> [Work to complete]: Return every line of the listing below verbatim, omitting the pictures.

> [Data shown]:
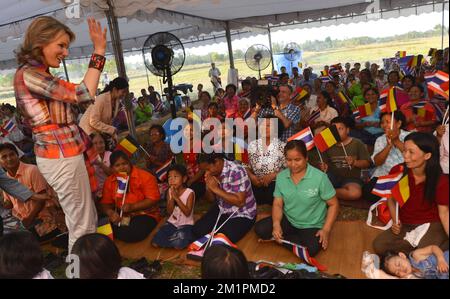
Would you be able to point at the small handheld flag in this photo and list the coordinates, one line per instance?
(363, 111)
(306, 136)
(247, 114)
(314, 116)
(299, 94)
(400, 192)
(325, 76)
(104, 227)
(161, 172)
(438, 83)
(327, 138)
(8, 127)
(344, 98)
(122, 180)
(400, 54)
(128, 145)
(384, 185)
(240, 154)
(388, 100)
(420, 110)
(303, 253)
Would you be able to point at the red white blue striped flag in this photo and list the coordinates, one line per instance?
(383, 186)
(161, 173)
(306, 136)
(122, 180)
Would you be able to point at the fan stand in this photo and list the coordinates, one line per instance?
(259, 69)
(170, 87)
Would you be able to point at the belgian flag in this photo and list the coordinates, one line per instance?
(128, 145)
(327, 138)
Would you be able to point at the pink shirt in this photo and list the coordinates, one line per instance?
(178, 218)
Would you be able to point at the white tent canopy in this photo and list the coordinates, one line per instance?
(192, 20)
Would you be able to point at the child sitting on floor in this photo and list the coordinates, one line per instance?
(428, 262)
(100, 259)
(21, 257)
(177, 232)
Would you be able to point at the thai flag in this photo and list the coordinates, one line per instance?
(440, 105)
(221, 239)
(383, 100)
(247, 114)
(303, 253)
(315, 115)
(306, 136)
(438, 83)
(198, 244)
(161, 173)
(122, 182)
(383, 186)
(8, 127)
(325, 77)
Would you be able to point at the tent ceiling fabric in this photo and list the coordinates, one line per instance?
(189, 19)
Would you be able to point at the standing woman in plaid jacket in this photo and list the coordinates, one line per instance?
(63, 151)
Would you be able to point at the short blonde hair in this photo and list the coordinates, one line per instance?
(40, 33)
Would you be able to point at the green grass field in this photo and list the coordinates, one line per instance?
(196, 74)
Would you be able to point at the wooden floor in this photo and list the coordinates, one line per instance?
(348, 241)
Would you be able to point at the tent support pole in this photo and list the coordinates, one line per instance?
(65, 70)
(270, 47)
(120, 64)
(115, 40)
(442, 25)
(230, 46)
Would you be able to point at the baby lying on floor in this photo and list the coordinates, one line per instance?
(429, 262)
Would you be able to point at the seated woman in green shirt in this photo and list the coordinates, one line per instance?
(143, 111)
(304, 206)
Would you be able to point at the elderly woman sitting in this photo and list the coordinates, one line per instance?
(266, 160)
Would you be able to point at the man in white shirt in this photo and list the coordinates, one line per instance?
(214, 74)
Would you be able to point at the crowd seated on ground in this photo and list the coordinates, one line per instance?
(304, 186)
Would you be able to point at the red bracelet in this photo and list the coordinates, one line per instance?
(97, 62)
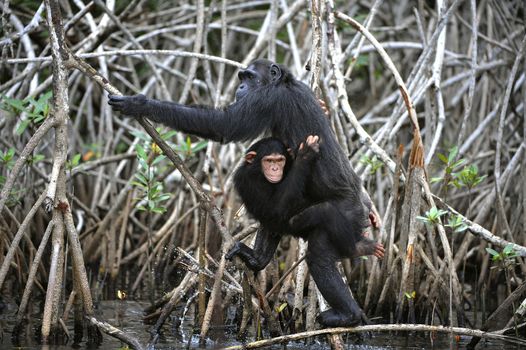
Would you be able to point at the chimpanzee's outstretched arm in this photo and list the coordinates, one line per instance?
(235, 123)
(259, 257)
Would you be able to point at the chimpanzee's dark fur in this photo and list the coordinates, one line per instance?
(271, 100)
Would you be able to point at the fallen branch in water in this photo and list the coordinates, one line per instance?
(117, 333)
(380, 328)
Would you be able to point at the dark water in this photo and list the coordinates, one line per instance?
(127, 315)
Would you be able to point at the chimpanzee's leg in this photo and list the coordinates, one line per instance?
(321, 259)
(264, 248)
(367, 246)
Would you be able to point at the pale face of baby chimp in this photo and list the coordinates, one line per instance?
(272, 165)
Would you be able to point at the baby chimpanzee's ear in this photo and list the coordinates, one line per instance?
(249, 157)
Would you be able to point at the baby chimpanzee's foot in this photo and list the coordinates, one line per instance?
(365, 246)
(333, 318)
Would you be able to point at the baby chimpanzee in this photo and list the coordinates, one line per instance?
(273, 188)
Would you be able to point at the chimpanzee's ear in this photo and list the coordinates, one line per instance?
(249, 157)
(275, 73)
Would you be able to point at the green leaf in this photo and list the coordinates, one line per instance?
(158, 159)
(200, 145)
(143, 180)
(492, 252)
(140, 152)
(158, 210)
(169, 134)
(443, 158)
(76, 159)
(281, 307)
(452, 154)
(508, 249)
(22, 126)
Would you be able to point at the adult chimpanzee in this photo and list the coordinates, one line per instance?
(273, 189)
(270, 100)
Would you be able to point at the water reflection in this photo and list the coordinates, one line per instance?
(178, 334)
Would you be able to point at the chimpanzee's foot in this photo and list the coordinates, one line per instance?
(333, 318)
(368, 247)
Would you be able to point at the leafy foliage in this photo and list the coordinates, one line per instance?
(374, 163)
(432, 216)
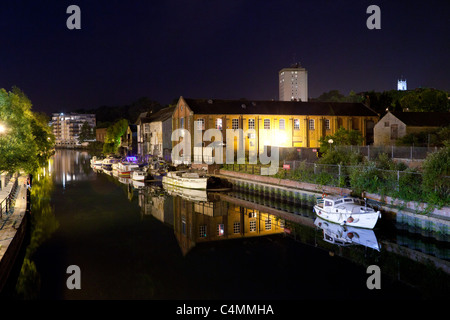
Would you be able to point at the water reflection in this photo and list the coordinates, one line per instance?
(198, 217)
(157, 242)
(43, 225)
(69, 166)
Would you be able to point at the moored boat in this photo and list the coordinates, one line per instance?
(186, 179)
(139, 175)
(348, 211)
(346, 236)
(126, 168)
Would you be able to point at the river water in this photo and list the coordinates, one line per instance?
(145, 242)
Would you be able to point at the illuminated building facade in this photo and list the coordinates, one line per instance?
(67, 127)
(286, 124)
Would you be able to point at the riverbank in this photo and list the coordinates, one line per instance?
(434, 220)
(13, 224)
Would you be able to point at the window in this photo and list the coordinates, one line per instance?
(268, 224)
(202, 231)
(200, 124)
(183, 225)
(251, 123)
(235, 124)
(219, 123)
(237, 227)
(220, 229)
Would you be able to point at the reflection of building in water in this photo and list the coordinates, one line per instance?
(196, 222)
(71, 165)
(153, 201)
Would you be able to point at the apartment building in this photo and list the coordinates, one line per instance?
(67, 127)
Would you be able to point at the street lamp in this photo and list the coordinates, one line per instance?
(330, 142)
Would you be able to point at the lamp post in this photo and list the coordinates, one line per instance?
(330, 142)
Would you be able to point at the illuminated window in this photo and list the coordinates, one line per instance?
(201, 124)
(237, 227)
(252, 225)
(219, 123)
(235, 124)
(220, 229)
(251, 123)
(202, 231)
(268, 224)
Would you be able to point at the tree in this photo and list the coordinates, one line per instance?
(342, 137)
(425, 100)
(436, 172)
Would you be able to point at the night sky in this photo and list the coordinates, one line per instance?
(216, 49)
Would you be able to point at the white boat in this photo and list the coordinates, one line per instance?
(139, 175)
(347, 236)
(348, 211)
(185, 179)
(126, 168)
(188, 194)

> [Answer]:
Would you be able to point at the small handheld flag in this photo and list the coordinates, one line per instance?
(363, 111)
(306, 136)
(247, 114)
(314, 116)
(299, 94)
(400, 192)
(325, 76)
(104, 227)
(161, 172)
(438, 83)
(327, 138)
(8, 127)
(344, 98)
(122, 180)
(400, 54)
(128, 145)
(384, 185)
(240, 154)
(388, 100)
(420, 110)
(303, 253)
Would you be able to point at the red white blue striped flag in this photo and list the coordinates, one line per instance?
(383, 186)
(161, 173)
(306, 136)
(122, 180)
Would you be able to point at the fan stand in this photo and list the coordinates, one line per instance?
(259, 69)
(170, 87)
Would you be able to point at the belgian flag in this photo and list the coordinates, one line per instance?
(128, 145)
(327, 138)
Would you be able to point at the pink shirt in this photo and list the coordinates, one line per instance?
(178, 218)
Would you be able to point at the white tent canopy in this photo and list the coordinates, one line per instance?
(192, 20)
Would you be able to point at the child sitting on floor in this photo and list the coordinates, one line per instance?
(428, 262)
(100, 259)
(21, 257)
(177, 232)
Would you be able to point at the thai flag in this photo and list the coordinates, one line per instance?
(440, 105)
(221, 239)
(383, 100)
(247, 114)
(303, 253)
(315, 115)
(306, 136)
(438, 83)
(198, 244)
(161, 173)
(122, 182)
(383, 186)
(8, 127)
(325, 77)
Would you be able to point at the tent ceiling fabric in this photo and list the coordinates, one line per instance?
(189, 19)
Would you be able to point at the standing woman in plaid jacket in this photo and list the coordinates, one line per instance?
(63, 151)
Would you be able to point at the short blonde hair in this photo and list the coordinates, one line per instance?
(40, 33)
Would you be able to point at the green grass field in this photo and list the coordinates, one line per instance?
(196, 74)
Would you be able to point at the wooden floor in this photo and list the coordinates, one line per instance?
(348, 241)
Would you be able to point at the tent support pole in this photo and list the coordinates, one line per instance?
(65, 70)
(270, 47)
(120, 64)
(115, 40)
(442, 25)
(230, 46)
Would you be able to point at the baby lying on floor in this photo and list the coordinates, one line per instance?
(429, 262)
Would you be able to point at the seated woman in green shirt in this photo and list the coordinates, one line per instance?
(143, 111)
(304, 206)
Would you be able to point at the elderly woman sitting in this photo and list the coordinates, one line per instance?
(266, 160)
Would you be able to point at the man in white shirt in this photo and list the coordinates, one line per instance?
(214, 74)
Would you be able to point at the crowd seated on ground in this photo and list the coordinates, one line per instance?
(304, 186)
Would you be able to point at the red bracelet in this photo and list the coordinates, one line per instance?
(97, 62)
Would you be able to point at the chimpanzee's outstretched arm in this photo and list the coordinates, one line per instance?
(235, 123)
(259, 257)
Would you be able to point at the chimpanzee's dark fur in this photo and list the coordinates, one line per instance?
(271, 100)
Would you be able to point at the fallen branch in water in this photo and list the coordinates, one line per instance?
(117, 333)
(380, 328)
Would you be able to point at the dark water in this photo and list the coordinates, one line per instance?
(127, 315)
Would you be able to point at the chimpanzee's leg in this photo and list the coordinates, one line per instance?
(321, 259)
(264, 248)
(367, 246)
Would you be able to point at the pale face of baby chimp in this photo and list the coordinates, one line per instance?
(272, 165)
Would you be able to point at the baby chimpanzee's ear in this photo and list the coordinates, one line per instance?
(249, 157)
Would you be able to point at the baby chimpanzee's foot in this photo and list the coordinates, one line per instance?
(365, 246)
(333, 318)
Would you be able to point at the baby chimpanzee in this photo and list the coordinates, one line per instance?
(273, 188)
Would you be able to point at the chimpanzee's ear in this photo and list the coordinates, one line per instance?
(249, 157)
(275, 73)
Would you be able to point at the green leaf in this photo and list the coordinates, one line per instance?
(158, 159)
(200, 145)
(143, 180)
(492, 252)
(140, 152)
(158, 210)
(169, 134)
(443, 158)
(76, 159)
(281, 307)
(452, 154)
(508, 249)
(22, 126)
Would you be able to point at the adult chimpanzee in this photo and list the coordinates, one line per instance?
(273, 189)
(270, 100)
Would you be able to point at the water reflection in this photo and list the coordinates, one line per instance?
(178, 334)
Would you be able to point at the chimpanzee's foot in this photo and list the coordinates, one line per instance?
(333, 318)
(368, 247)
Would you be able to point at the leafy foliage in this photo and list the coordinates, one line per instance?
(374, 163)
(432, 216)
Would you be able to point at the water reflection in this photo and list the coordinates, one line per instance?
(198, 217)
(157, 242)
(43, 225)
(69, 166)
Would you be able to point at the moored boat in this photo and list the coordinates, one line per instance?
(186, 179)
(139, 175)
(348, 211)
(346, 236)
(126, 168)
Would you be able to point at the river water in this photo and list the coordinates, one line per instance?
(145, 242)
Would you be able to point at the illuminated building facade in this photo and list the coordinates, one line per instance?
(67, 127)
(286, 124)
Would you be able to point at the riverbank in this photo and list the coordinates, one line per instance?
(434, 220)
(13, 224)
Would you be able to point at the window in this photo and list the coordinates, one line per instance?
(268, 224)
(202, 231)
(200, 124)
(183, 225)
(251, 123)
(235, 124)
(219, 123)
(237, 227)
(220, 229)
Would you be able to point at the reflection of building in water in this photo and list the coordinates, one line per instance?
(196, 222)
(71, 165)
(153, 201)
Would you be able to point at the apartment building in this photo and list the coordinates, one line per instance?
(67, 127)
Would you be able to point at the street lamp in this photo and list the coordinates, one line per instance?
(330, 142)
Would you be able to point at the lamp post in this photo and list the coordinates, one line per instance?
(330, 142)
Would you be able to point at the illuminated window in this photo and list the coordinates, one line per instance?
(201, 124)
(237, 227)
(252, 225)
(219, 123)
(235, 124)
(220, 229)
(251, 123)
(202, 231)
(268, 224)
Would you be able to point at the tree in this photo and list the coordinates, one line per instance?
(342, 137)
(425, 100)
(436, 172)
Would you be able to point at the night sky in this photo and list the coordinates, one line per instance?
(216, 49)
Would you be able to point at the white boat in this photo and list the coordinates, one line per instance?
(139, 175)
(347, 236)
(348, 211)
(185, 179)
(126, 168)
(188, 194)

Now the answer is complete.